原文抜粋:
* * *

このように、Oの捜査官に対する供述内容は、信用できると認められるのであり、「桑畑で除草剤を撒布中、午後三時半から四時ころの間に、声の方向や男女の別などは分からないが、誰かが呼ぶような声が聞こえ、直感で親戚に立ち寄っている妻がお茶を持ってくる途中で誰かに襲われたような感じがしたので、思わず親戚の家の方向を見たが人影はなかった」旨の経験事実の供述は、強姦とそれに引き続く殺害に関する請求人の自白に沿うものと見ることができるのであって、これと相容れないものではない。(三) 所論は、中山・横田現場検証報告書、横田現場調査報告書、第一次、第二次識別鑑定書、悲鳴鑑定書、中山・横田悲鳴実験報告書等により明らかにされた事件当日午後四時から四時半ころの現場の明るさ、天候、四本杉付近と本件桑畑との間の見通し状況、人の声の伝播状況、更にはOの聴力、視力、着用していた衣服の色彩等の調査結果から、もし本件の姦淫と殺害が、自白どおりの時と場所で行われたとすると、当然、Oは、犯人と被害者に気付いたはずであり、犯人と被害者の側でも、Oの姿を認識したはずであって、このような状況の下で強姦、殺人の犯行が行われたことはあり得ず、また、犯行が行われたとすれば、Oが被害者の悲鳴をはっきり聞き取らなかったはずはないと主張する。

* * *

提示データ:
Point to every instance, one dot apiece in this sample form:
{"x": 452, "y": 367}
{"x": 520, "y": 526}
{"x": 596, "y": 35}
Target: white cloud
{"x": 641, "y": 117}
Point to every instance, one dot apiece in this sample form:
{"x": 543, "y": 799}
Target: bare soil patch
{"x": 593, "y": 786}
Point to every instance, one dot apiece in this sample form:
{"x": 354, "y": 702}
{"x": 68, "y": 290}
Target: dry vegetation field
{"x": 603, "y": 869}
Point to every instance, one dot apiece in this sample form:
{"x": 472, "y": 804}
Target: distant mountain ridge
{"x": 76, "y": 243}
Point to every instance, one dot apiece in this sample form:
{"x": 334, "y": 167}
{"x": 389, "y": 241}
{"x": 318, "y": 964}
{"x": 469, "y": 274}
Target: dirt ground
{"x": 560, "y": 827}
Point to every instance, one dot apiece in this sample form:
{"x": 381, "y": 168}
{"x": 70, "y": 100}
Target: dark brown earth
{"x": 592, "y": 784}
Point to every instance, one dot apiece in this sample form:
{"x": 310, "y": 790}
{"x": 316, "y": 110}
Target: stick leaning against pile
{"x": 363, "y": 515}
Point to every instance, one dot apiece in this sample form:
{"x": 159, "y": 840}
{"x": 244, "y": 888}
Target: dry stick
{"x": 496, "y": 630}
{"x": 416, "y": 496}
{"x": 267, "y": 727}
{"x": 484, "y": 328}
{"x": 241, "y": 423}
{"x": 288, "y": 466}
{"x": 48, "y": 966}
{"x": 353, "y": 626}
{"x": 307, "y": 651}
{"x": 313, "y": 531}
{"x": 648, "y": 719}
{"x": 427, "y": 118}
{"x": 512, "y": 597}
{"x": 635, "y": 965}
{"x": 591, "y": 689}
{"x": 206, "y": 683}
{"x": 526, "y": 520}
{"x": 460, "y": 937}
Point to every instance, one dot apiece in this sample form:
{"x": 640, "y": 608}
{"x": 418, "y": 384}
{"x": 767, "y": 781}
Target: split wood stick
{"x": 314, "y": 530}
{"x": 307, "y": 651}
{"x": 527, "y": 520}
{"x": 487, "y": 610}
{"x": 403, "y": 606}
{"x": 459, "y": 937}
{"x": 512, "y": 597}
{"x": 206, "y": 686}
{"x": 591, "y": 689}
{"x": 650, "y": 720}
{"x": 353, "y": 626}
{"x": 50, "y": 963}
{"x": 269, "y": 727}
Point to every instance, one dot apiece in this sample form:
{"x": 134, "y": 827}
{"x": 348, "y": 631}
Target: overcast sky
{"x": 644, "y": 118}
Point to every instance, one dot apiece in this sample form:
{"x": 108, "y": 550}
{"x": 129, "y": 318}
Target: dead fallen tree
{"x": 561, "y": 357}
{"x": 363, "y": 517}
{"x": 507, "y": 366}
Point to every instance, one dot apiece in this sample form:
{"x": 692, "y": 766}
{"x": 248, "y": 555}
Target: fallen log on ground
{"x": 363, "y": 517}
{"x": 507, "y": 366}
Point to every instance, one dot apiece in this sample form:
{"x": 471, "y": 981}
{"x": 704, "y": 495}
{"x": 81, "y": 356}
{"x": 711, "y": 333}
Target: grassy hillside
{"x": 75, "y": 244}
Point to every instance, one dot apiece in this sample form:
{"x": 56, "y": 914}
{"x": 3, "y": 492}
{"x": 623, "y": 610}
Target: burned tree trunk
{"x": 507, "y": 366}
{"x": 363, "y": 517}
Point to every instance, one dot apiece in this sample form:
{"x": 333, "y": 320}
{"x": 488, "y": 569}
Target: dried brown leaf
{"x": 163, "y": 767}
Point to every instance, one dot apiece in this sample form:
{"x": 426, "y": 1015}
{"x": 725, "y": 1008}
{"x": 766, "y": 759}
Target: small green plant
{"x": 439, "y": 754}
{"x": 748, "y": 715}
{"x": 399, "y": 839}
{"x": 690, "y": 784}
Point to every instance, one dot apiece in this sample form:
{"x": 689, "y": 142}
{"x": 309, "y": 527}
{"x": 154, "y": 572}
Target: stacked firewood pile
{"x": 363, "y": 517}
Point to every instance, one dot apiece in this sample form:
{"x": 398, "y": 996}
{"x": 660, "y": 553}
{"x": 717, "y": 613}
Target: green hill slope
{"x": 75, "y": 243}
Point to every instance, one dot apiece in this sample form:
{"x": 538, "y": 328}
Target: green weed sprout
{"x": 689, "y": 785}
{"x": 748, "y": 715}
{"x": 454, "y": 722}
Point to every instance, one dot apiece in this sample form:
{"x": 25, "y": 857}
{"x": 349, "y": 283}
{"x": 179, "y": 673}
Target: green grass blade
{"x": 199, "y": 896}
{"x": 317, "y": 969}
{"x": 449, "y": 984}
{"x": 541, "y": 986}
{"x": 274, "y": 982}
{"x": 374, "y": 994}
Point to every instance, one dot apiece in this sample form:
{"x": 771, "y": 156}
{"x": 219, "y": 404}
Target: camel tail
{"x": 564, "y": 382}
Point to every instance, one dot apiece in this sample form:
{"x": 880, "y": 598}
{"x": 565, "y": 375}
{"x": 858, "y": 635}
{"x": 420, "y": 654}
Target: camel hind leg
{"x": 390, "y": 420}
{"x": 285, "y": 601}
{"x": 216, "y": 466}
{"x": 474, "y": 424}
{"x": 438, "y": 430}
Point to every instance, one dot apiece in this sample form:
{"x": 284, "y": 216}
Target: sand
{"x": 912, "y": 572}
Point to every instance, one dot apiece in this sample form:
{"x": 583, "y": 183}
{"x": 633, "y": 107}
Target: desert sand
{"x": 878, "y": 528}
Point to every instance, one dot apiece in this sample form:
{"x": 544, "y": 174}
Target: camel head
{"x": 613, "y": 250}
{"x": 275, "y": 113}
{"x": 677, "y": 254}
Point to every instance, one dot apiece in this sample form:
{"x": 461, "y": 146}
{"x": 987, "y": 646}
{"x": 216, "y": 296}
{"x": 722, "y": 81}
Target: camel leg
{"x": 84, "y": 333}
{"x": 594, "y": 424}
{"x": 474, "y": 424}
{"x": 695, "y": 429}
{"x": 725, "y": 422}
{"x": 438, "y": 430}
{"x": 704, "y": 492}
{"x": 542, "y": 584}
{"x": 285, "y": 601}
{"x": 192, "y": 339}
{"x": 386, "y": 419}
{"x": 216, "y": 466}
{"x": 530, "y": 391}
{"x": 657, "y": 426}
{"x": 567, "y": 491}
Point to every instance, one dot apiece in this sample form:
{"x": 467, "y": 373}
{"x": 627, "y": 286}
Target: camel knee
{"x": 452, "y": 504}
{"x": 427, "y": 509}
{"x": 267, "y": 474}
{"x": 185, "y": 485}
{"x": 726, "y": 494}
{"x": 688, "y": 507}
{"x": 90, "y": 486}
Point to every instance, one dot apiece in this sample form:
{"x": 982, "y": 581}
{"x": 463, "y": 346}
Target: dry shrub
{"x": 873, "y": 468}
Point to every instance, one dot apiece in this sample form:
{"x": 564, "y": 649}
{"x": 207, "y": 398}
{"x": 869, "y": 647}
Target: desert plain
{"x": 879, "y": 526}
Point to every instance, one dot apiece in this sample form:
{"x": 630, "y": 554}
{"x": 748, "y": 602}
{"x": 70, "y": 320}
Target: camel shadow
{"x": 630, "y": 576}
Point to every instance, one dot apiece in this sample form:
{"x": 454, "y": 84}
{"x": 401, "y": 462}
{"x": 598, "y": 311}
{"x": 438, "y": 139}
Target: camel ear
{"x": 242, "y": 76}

* * *

作業指示:
1) 原文抜粋の次の一文を英語に訳してください。「このように、Oの捜査官に対する供述内容は、信用できると認められるのであり、「桑畑で除草剤を撒布中、午後三時半から四時ころの間に、声の方向や男女の別などは分からないが、誰かが呼ぶような声が聞こえ、直感で親戚に立ち寄っている妻がお茶を持ってくる途中で誰かに襲われたような感じがしたので、思わず親戚の家の方向を見たが人影はなかった」旨の経験事実の供述は、強姦とそれに引き続く殺害に関する請求人の自白に沿うものと見ることができるのであって、これと相容れないものではない。」
2) 原文抜粋の「このように、Oの捜査官に対する」で始まる段落を、主要な事実を残して箇条書きに書き直してください。
3) 原文抜粋のうち、「このように、Oの捜査官に対す」と「かったはずはないと主張する。」の間の部分を、両端の語句も含めて一字一句そのまま書き写してください。

回答:
1) Thus, O's statements to the investigators are found to be credible, and his statement of experienced fact, to the effect that "while spraying herbicide in the mulberry field, sometime between about 3:30 and 4:00 p.m., I heard a voice as if someone were calling out, though I could not tell its direction or whether it was a man or a woman, and I intuitively felt as though my wife, who had stopped by a relative's house, had been attacked by someone on her way to bring me tea, so I instinctively looked toward the relative's house, but there was no one in sight," can be regarded as consistent with the petitioner's confession concerning the rape and the killing that followed it, and is not incompatible with it.

2)
- Oの捜査官に対する供述は信用できると認められる。
- Oの供述内容：桑畑で除草剤を撒布中、午後三時半から四時ころに、方向も男女の別も分からない、誰かが呼ぶような声を聞いた。親戚に立ち寄っている妻がお茶を持ってくる途中で襲われたように直感し、親戚の家の方向を見たが人影はなかった。
- この供述は、強姦とそれに続く殺害に関する請求人の自白に沿うものであり、自白と相容れないものではない。
- (三) 所論の主張：各種の現場検証・調査報告書、識別鑑定書、悲鳴鑑定書、悲鳴実験報告書により、事件当日午後四時から四時半ころの明るさ、天候、四本杉付近と桑畑との見通し、声の伝播状況、Oの聴力・視力・衣服の色彩が調べられた。
- その結果から所論は次のように主張する。自白どおりの時と場所で犯行が行われたなら、Oも犯人・被害者も互いに気付いたはずで、そのような状況で犯行はあり得ない。また、犯行があったならOが悲鳴をはっきり聞き取らなかったはずはない。

3)
このように、Oの捜査官に対する供述内容は、信用できると認められるのであり、「桑畑で除草剤を撒布中、午後三時半から四時ころの間に、声の方向や男女の別などは分からないが、誰かが呼ぶような声が聞こえ、直感で親戚に立ち寄っている妻がお茶を持ってくる途中で誰かに襲われたような感じがしたので、思わず親戚の家の方向を見たが人影はなかった」旨の経験事実の供述は、強姦とそれに引き続く殺害に関する請求人の自白に沿うものと見ることができるのであって、これと相容れないものではない。(三) 所論は、中山・横田現場検証報告書、横田現場調査報告書、第一次、第二次識別鑑定書、悲鳴鑑定書、中山・横田悲鳴実験報告書等により明らかにされた事件当日午後四時から四時半ころの現場の明るさ、天候、四本杉付近と本件桑畑との間の見通し状況、人の声の伝播状況、更にはOの聴力、視力、着用していた衣服の色彩等の調査結果から、もし本件の姦淫と殺害が、自白どおりの時と場所で行われたとすると、当然、Oは、犯人と被害者に気付いたはずであり、犯人と被害者の側でも、Oの姿を認識したはずであって、このような状況の下で強姦、殺人の犯行が行われたことはあり得ず、また、犯行が行われたとすれば、Oが被害者の悲鳴をはっきり聞き取らなかったはずはないと主張する。